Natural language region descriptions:
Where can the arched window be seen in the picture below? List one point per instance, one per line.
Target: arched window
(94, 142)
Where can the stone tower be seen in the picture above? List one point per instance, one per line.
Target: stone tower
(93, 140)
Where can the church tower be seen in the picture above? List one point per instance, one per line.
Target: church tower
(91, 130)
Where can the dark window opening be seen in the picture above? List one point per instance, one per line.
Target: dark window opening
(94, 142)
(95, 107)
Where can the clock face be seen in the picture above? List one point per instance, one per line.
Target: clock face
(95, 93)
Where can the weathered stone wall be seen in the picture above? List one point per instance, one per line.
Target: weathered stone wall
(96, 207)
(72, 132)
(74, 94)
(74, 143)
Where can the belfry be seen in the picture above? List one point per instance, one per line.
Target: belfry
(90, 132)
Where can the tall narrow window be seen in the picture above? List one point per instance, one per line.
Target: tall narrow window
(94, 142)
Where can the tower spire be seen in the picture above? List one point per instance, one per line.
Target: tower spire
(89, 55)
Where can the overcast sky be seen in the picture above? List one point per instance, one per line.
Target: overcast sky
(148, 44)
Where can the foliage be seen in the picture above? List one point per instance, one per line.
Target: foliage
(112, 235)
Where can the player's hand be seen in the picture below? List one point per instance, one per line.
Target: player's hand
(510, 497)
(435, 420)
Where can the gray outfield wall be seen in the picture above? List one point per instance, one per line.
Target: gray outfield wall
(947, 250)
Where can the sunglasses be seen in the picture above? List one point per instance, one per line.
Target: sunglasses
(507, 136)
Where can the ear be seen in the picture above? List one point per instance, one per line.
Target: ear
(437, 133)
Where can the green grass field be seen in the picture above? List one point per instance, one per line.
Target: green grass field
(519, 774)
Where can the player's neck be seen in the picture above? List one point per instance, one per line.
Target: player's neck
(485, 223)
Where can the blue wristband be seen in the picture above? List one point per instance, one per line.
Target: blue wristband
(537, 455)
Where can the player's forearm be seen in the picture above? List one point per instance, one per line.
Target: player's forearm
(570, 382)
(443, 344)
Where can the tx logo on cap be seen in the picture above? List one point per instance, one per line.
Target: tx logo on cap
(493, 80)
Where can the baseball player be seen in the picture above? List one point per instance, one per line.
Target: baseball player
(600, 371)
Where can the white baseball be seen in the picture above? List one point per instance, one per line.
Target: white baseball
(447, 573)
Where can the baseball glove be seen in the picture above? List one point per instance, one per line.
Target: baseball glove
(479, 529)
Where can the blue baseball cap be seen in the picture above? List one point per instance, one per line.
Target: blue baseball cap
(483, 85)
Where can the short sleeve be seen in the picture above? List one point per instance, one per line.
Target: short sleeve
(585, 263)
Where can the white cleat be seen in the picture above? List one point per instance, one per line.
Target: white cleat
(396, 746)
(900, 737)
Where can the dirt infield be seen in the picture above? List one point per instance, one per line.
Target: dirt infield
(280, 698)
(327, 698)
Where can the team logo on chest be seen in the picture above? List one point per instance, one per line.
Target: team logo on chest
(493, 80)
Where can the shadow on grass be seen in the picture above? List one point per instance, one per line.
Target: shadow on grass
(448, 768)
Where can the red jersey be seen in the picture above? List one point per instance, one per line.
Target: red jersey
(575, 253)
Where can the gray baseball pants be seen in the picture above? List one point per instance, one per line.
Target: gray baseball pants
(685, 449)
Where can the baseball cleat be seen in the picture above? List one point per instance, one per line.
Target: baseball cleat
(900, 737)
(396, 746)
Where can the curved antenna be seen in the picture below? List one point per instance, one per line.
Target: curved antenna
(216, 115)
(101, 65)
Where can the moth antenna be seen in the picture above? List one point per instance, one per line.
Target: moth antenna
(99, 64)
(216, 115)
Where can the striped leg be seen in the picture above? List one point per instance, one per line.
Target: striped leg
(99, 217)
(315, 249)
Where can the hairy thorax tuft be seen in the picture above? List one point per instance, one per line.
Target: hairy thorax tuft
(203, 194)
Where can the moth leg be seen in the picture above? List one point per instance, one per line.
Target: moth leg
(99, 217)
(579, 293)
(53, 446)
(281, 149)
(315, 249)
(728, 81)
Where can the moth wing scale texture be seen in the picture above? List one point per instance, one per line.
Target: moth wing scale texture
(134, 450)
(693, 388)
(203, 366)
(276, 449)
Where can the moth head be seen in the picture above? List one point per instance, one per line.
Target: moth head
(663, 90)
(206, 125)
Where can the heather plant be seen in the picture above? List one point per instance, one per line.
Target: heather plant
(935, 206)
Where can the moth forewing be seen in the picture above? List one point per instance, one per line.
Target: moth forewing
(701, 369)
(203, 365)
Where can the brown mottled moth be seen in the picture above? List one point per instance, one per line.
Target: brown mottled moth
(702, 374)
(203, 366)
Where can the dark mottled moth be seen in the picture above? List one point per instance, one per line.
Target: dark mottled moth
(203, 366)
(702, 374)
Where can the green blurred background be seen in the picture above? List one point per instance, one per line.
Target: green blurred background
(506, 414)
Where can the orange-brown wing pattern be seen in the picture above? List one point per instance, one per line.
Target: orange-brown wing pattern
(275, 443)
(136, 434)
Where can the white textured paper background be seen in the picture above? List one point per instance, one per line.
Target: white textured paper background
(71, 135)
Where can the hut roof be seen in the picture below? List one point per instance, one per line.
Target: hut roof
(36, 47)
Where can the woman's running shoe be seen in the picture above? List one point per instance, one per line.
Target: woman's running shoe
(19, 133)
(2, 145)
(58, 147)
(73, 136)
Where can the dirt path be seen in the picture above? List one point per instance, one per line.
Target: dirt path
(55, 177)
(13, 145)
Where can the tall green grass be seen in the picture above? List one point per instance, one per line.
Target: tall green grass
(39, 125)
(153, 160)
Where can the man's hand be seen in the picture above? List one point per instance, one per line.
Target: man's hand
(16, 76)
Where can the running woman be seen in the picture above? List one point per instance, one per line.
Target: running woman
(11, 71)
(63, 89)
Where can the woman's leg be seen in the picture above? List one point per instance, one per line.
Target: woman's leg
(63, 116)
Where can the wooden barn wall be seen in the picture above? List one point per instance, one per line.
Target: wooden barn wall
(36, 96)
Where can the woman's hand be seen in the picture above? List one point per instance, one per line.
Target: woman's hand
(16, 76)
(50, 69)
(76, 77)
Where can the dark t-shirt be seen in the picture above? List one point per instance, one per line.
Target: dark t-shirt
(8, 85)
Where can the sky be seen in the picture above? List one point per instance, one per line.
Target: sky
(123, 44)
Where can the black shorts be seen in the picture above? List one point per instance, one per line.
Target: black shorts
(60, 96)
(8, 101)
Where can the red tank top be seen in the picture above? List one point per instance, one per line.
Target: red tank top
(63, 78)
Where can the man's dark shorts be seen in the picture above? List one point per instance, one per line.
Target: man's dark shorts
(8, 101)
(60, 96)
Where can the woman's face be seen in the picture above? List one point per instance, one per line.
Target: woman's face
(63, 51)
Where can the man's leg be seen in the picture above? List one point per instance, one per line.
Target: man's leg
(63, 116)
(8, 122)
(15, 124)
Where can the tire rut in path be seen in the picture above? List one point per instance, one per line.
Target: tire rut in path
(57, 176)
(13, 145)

* _PROBLEM_
Repeat all the entries exactly as given.

* _EXPECTED ANSWER_
Where can the arched window be seen in the picture below? List one point per instance, one per line.
Target: arched window
(94, 142)
Where can the stone tower be seen in the picture above? List one point per instance, one per line.
Target: stone tower
(93, 140)
Where can the church tower be seen in the picture above? List one point per instance, one per line.
Target: church tower
(91, 130)
Where can the dark window opening be seen in the picture above? List one point per instance, one per line.
Target: dark window opening
(94, 142)
(95, 107)
Where can the clock face be seen in the picture above? List one point per instance, one per line.
Target: clock face
(95, 93)
Where can the weathered stone wall be seen in the picture above? List one point per instance, one per line.
Target: weathered stone wall
(96, 207)
(72, 132)
(74, 94)
(74, 143)
Where can the belfry be seen in the picture above? List one point per instance, one per line.
Target: belfry
(90, 132)
Where can the tall narrow window be seen in the picture above? List one point per instance, one per line.
Target: tall narrow window
(94, 142)
Where can the tower spire be seen in the picture above? List one point per instance, one per line.
Target: tower spire
(89, 55)
Where can the overcast sky be seen in the picture above? List one point per instance, one per line.
Target: overcast sky
(148, 44)
Where can the foliage be seen in the picture above? List one point per instance, one per line.
Target: foliage
(112, 235)
Where can the player's hand be seen in the picture below? List one point per instance, one per line.
Target: player's hand
(510, 497)
(435, 420)
Where can the gray outfield wall be seen in the picture above? List one point per instance, one per line.
Target: gray outfield wall
(947, 250)
Where can the sunglasses be seen in the picture above? List one point per instance, one per line.
Target: sunglasses
(507, 136)
Where can the ear be seen in the picture above? List one point per instance, one per line.
Target: ear
(437, 133)
Where can the green grass field be seen in the picture above? List one point per instance, one per line.
Target: green grass field
(519, 774)
Where can the player's neck be seen in the picture above? List one point per instance, one per line.
Target: player's neck
(485, 223)
Where can the blue wristband be seen in the picture above? List one point per instance, one per line.
Target: blue wristband
(537, 455)
Where can the player's forearm be seen in the picture above? List one point per instance, one per line.
Target: player's forearm
(570, 382)
(443, 344)
Where can the tx logo on cap be seen in the picture above? List one point per instance, one per line.
Target: tx logo on cap
(493, 80)
Where can the baseball player be seen in the picture above? List one point per instance, one per line.
Target: baseball player
(600, 371)
Where can the white baseball be seen in the picture above? List one point per instance, one per line.
Target: white baseball
(447, 573)
Where can the baseball glove be seen in the picture above? List one point per instance, one per line.
Target: baseball glove
(479, 529)
Where can the blue baseball cap be seen in the picture above? List one point per instance, one per line.
Target: blue baseball cap
(483, 85)
Where can the short sleeve be seen in the picture above? List one point per instance, one per line.
Target: short sleeve
(585, 263)
Where can the white cleat be seen in the picture above? List one point per instance, one per line.
Target: white cleat
(396, 746)
(900, 737)
Where can the dirt infield be seen in the picture above? List one point per instance, one per line.
Target: dirt infield
(280, 698)
(327, 698)
Where can the team logo on chest be seen in the picture above? List one point per instance, one per line.
Target: team logo on chest
(493, 80)
Where can the shadow on grass be seen in the picture above? List one point per instance, one per line.
Target: shadow on grass
(448, 768)
Where can the red jersey be seen in the picture above? List one point per instance, one per line.
Target: red jersey
(575, 253)
Where can the gray baseball pants be seen in the picture above? List one point per instance, one per line.
Target: gray baseball pants
(685, 449)
Where can the baseball cleat be seen in the picture above? List one point per instance, one per line.
Target: baseball cleat
(900, 737)
(396, 746)
Where can the curved antenna be seen in the picture below? List one point per instance, one per line.
Target: curved antenna
(216, 115)
(101, 65)
Where can the moth antenna be seen in the picture above? List one point per instance, one per line.
Target: moth antenna
(99, 64)
(216, 115)
Where can the striped leg be seen in the picture above? List one point per instance, one per line.
Target: striped leg
(99, 217)
(315, 249)
Where can the hairy thorax tuft be seen in the picture above? List one point per instance, one per line.
Target: hairy thorax tuft
(203, 194)
Where can the moth leg be seen in the picture above? List one point per instance, one per line.
Target: moth leg
(99, 217)
(579, 293)
(53, 446)
(281, 149)
(315, 249)
(728, 81)
Where can the moth wing scale texture be seen in the picture above? List one point per instance, one per line.
Target: moth wing scale texture
(134, 450)
(693, 388)
(203, 366)
(276, 449)
Where can the moth head be seen in the picture above? List one point per instance, one per line.
Target: moth head
(663, 90)
(206, 125)
Where can the heather plant be seen in the picture above? List one point per instance, one per line.
Target: heather plant
(935, 206)
Where can the moth forewing be seen in the picture above? List one point per instance, one per line.
Target: moth forewing
(701, 369)
(203, 365)
Where can the brown mottled moth be seen in the picture above? List one point per instance, one per line.
Target: brown mottled moth
(702, 374)
(203, 366)
Where can the dark mottled moth be seen in the picture above? List one point per instance, one per line.
Target: dark mottled moth
(203, 366)
(702, 374)
Where can the green blurred background be seen in the picture above? List one point per instance, one per line.
Target: green blurred background
(506, 414)
Where can the orange-brown wing pattern be seen in the picture above? List one point per instance, one per line.
Target: orange-brown wing pattern
(275, 443)
(136, 434)
Where can the white textured paper background be seen in the picture above? List one point per instance, one per line.
Target: white textured paper background
(71, 135)
Where can the hut roof be seen in the picture below? List one point per instance, one per line.
Target: hut roof
(36, 47)
Where can the woman's running shoe be seen in the picture above? List one point per instance, one per line.
Target: woman's running shoe
(19, 133)
(2, 145)
(58, 147)
(73, 136)
Where can the dirt path be seen in the picture above? List one point per instance, one per line.
Target: dirt path
(55, 177)
(13, 145)
Where can the tall green grass be seen in the picture above? List one point per instance, one per line.
Target: tall green grass
(39, 125)
(153, 160)
Where can the man's hand be seen in the picture above? List one point per instance, one per line.
Target: man's hand
(16, 76)
Where can the running woman be seen in the picture above? List one point per instance, one per line.
Target: running woman
(11, 71)
(63, 89)
Where can the woman's leg be seen in the picture above? List one point per instance, one per line.
Target: woman's leg
(63, 116)
Where can the wooden barn wall be seen in the picture above? List one point per instance, one per line.
Target: wooden barn wall
(36, 96)
Where can the woman's hand be seen in the picture above? List one point per instance, one per line.
Target: woman's hand
(16, 76)
(50, 69)
(76, 77)
Where can the dark t-shirt be seen in the picture above? List one point per instance, one per line.
Target: dark t-shirt
(8, 85)
Where can the sky be seen in the picture above? List one point per instance, one per line.
Target: sky
(123, 44)
Where can the black shorts be seen in the picture above? List one point per instance, one per line.
Target: black shorts
(60, 96)
(8, 101)
Where can the red tank top be seen in the picture above? List one point per instance, one per line.
Target: red tank top
(63, 78)
Where can the man's dark shorts be seen in the picture above? List one point per instance, one per line.
Target: man's dark shorts
(8, 101)
(60, 96)
Where can the woman's face be seen in the picture above? List one point per instance, one per line.
Target: woman's face
(63, 51)
Where can the man's leg be seen in the picture above? List one point per instance, one per line.
Target: man's leg
(63, 116)
(8, 122)
(15, 124)
Where can the tire rut in path be seen in the picture above? List one point per instance, one per line.
Target: tire rut in path
(57, 176)
(13, 145)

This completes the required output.